→ **Exercise aim**
Quote each of the items below word for word, but omit the pictures from your reply.

Entries for locating named things:
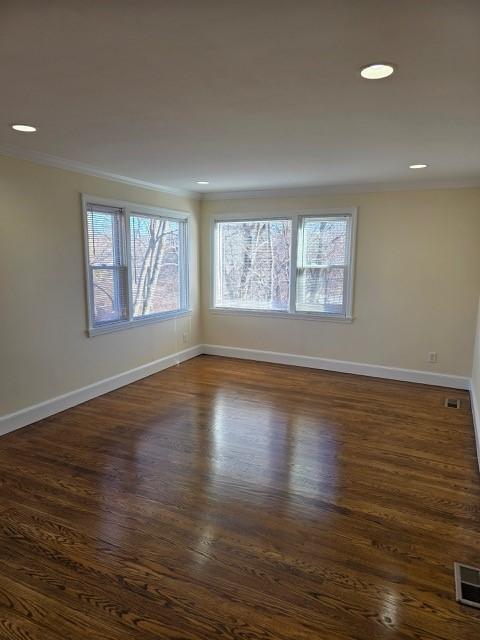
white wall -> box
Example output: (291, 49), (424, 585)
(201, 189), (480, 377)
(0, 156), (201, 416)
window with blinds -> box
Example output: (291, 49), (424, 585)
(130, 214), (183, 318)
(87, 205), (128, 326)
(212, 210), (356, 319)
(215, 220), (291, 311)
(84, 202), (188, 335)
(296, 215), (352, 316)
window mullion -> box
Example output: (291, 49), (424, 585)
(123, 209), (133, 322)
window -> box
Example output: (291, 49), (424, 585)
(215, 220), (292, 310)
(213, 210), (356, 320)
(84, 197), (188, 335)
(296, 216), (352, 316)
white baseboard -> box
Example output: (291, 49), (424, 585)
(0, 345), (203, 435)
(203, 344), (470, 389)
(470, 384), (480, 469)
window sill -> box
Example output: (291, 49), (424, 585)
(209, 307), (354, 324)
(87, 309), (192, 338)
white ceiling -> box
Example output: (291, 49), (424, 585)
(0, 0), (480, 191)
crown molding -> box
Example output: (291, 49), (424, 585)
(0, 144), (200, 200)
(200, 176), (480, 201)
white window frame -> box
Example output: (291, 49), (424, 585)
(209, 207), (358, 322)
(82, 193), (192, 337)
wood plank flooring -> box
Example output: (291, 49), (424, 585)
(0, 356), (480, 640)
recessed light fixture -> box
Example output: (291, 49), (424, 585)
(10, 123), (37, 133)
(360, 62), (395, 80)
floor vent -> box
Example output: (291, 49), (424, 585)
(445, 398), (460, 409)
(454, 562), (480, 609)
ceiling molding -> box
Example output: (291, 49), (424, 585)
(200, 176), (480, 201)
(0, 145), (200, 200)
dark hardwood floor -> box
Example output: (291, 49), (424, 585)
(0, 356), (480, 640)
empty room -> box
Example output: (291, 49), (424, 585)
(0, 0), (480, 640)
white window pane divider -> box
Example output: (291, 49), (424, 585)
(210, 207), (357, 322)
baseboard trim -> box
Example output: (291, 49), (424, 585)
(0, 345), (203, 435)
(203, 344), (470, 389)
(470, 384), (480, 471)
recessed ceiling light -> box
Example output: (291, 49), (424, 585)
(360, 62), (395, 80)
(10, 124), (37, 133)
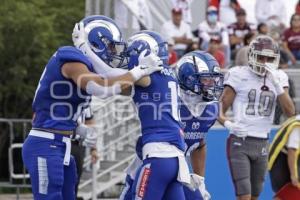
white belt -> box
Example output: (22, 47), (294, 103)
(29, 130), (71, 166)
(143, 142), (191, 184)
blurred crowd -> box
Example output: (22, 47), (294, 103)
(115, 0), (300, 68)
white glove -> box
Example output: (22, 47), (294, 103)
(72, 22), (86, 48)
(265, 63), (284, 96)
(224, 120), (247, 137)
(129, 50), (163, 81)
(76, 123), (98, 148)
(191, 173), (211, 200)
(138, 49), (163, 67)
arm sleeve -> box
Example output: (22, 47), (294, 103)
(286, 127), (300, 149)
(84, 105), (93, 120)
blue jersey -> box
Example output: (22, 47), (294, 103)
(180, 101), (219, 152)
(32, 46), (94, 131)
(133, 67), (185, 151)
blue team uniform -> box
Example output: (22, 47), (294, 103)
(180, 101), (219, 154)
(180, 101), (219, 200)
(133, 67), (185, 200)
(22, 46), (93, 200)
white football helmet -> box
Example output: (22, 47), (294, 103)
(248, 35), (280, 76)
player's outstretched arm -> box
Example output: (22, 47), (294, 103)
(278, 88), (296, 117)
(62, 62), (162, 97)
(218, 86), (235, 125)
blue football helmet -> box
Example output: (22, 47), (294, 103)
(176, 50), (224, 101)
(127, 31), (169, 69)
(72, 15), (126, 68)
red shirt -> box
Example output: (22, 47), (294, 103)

→ **Solution to this problem**
white wall -> box
Example output: (291, 49), (424, 585)
(201, 189), (480, 377)
(0, 156), (201, 416)
window with blinds -> box
Example output: (291, 49), (424, 585)
(130, 214), (183, 318)
(87, 205), (128, 326)
(212, 210), (356, 319)
(215, 220), (291, 311)
(84, 202), (188, 335)
(296, 215), (352, 316)
window mullion -> box
Example output: (291, 49), (424, 585)
(123, 209), (133, 322)
window -> box
Example output: (291, 49), (424, 585)
(215, 220), (292, 310)
(213, 210), (356, 320)
(84, 197), (188, 335)
(296, 216), (352, 316)
white baseboard -> box
Example output: (291, 49), (424, 585)
(0, 345), (203, 435)
(203, 344), (470, 389)
(470, 384), (480, 469)
window sill -> box
Example output: (291, 49), (424, 585)
(209, 307), (354, 324)
(87, 309), (192, 338)
white ceiling -> box
Example output: (291, 49), (424, 585)
(0, 0), (480, 191)
crown molding -> box
Example output: (291, 49), (424, 585)
(0, 144), (200, 200)
(200, 176), (480, 201)
white window frame -> box
Example output: (291, 49), (424, 585)
(209, 207), (358, 322)
(82, 193), (192, 337)
wood plank flooring -> box
Example output: (291, 49), (424, 585)
(0, 356), (480, 640)
recessed light fixture -> box
Example output: (291, 49), (424, 585)
(10, 123), (37, 133)
(360, 62), (395, 80)
floor vent -> box
Example output: (291, 49), (424, 585)
(445, 398), (460, 409)
(454, 562), (480, 609)
ceiling molding -> box
Example output: (291, 49), (424, 585)
(200, 176), (480, 201)
(0, 145), (200, 200)
dark hardwood floor -> box
Example output: (291, 49), (424, 585)
(0, 356), (480, 640)
empty room -> box
Example output: (291, 49), (424, 585)
(0, 0), (480, 640)
white window pane divider -> box
Example output: (291, 49), (424, 585)
(210, 207), (357, 322)
baseboard trim -> box
Example output: (291, 49), (424, 585)
(0, 345), (203, 435)
(203, 344), (470, 389)
(470, 384), (480, 471)
recessed ceiling light -> box
Example output: (291, 49), (424, 585)
(360, 62), (395, 80)
(10, 124), (37, 133)
white belt -> box
Example output: (22, 47), (294, 103)
(29, 130), (71, 166)
(143, 142), (191, 184)
blurred crowd -> box
Example output: (22, 47), (294, 103)
(115, 0), (300, 68)
white glove -> box
Example output: (22, 47), (294, 103)
(72, 22), (86, 48)
(265, 63), (284, 96)
(224, 120), (247, 137)
(129, 50), (163, 81)
(76, 123), (98, 148)
(191, 173), (211, 200)
(138, 49), (163, 67)
arm sleeve -> box
Example output: (22, 47), (294, 103)
(286, 127), (300, 149)
(84, 105), (93, 120)
blue jersey -> box
Example output: (22, 47), (294, 103)
(180, 101), (219, 152)
(32, 46), (94, 131)
(133, 67), (185, 151)
blue team uniform -> box
Example output: (22, 47), (294, 103)
(180, 101), (219, 154)
(180, 101), (219, 200)
(133, 67), (185, 200)
(22, 46), (93, 200)
white football helmet -> box
Example output: (22, 47), (294, 103)
(248, 35), (280, 76)
player's outstretched arm -> box
Example output: (22, 47), (294, 103)
(278, 88), (296, 117)
(62, 62), (162, 97)
(218, 86), (235, 125)
blue football helmet -> box
Example output: (22, 47), (294, 103)
(176, 50), (224, 101)
(127, 31), (169, 69)
(72, 15), (126, 68)
red shirt -> box
Example output: (22, 47), (294, 103)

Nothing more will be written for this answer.